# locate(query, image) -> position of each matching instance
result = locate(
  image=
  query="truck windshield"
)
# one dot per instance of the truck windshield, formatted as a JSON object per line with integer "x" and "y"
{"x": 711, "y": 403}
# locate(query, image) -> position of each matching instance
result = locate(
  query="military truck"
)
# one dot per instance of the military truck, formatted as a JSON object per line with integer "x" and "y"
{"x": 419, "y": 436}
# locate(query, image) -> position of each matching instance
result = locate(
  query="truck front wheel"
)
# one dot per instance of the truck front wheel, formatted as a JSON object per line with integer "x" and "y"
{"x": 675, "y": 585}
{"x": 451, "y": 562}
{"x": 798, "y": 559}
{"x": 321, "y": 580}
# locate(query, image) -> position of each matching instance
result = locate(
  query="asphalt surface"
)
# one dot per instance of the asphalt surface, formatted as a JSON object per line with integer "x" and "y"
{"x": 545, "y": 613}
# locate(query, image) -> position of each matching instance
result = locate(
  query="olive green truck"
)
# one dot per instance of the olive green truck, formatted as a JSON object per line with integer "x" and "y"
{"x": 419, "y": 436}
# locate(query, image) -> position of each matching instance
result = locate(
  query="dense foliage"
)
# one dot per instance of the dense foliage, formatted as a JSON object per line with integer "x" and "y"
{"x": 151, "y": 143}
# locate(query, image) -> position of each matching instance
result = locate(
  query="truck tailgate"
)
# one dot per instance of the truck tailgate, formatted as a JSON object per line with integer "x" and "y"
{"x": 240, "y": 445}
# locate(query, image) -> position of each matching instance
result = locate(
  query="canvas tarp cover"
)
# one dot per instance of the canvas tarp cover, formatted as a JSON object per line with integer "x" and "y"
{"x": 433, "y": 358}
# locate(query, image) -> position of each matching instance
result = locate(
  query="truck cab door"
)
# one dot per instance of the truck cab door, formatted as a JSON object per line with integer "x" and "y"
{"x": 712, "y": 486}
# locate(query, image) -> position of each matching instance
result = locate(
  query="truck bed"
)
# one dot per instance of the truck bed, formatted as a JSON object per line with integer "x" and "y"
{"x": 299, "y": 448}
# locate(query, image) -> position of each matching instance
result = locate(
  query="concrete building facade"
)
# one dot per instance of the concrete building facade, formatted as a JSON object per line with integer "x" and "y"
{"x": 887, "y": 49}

■ ■ ■ ■ ■

PROBLEM TO WORK ON
Without omission, return all of the records exactly as given.

RESPONSE
# locate(query, image) -> position of each matching instance
result = locate(
  image=
  query="truck windshield"
)
# one dot per instance of the truck windshield, formatted as a JSON object per line with integer "x" and "y"
{"x": 711, "y": 403}
# locate(query, image) -> position of each matching instance
result = locate(
  query="military truck"
)
# one dot per instance of the military truck, formatted as a JSON object per line with integer "x" and "y"
{"x": 419, "y": 436}
# locate(query, image) -> position of each matching instance
result = locate(
  query="truck front wheel"
)
# one dot per instance of the truck front wheel, formatted as a JSON object per line with integer "x" and "y"
{"x": 675, "y": 585}
{"x": 451, "y": 562}
{"x": 798, "y": 559}
{"x": 321, "y": 580}
# locate(query, image) -> position of each matching instance
result = locate(
  query="asphalt surface"
)
# one dot per instance of the asphalt surface, formatted as a JSON object per line with integer "x" and "y"
{"x": 545, "y": 613}
# locate(query, image) -> position of each matching instance
result = locate(
  query="olive green truck"
)
# one dot per instance of the olive green truck, formatted as a JSON object per line with integer "x" and "y"
{"x": 419, "y": 436}
# locate(query, image) -> position of each matching instance
result = locate(
  query="dense foliage"
)
# one dot per instance of the dense foliage, formatted as a JSON object per line with integer "x" and "y"
{"x": 151, "y": 143}
# locate(query, image) -> position of each matching instance
result = locate(
  query="truck tailgate"
)
# one dot per instance of the truck tailgate, formatted as a JSON object per line with integer "x" and "y"
{"x": 240, "y": 445}
# locate(query, image) -> position of each matching instance
result = locate(
  query="canvas tarp cover"
)
# one dot per instance of the canvas tarp cover, formatted as a JSON object per line with integer "x" and "y"
{"x": 433, "y": 358}
# locate(query, image) -> position of each matching instance
result = locate(
  query="truck cab door"
)
# one dot per instance of the truck cab door, formatted as a JSON object per line with integer "x" and "y"
{"x": 712, "y": 486}
# locate(query, image) -> position of each matching instance
result = locate(
  query="truck bed"
)
# one dot per instance of the truck bed, formatted as a JSON object per line with integer "x" and "y"
{"x": 299, "y": 448}
# locate(query, image) -> position of each matching instance
result = locate(
  query="concrete building facade"
)
# one dot per instance of the concrete building facade, formatted as a JSON object per line with integer "x" and "y"
{"x": 887, "y": 49}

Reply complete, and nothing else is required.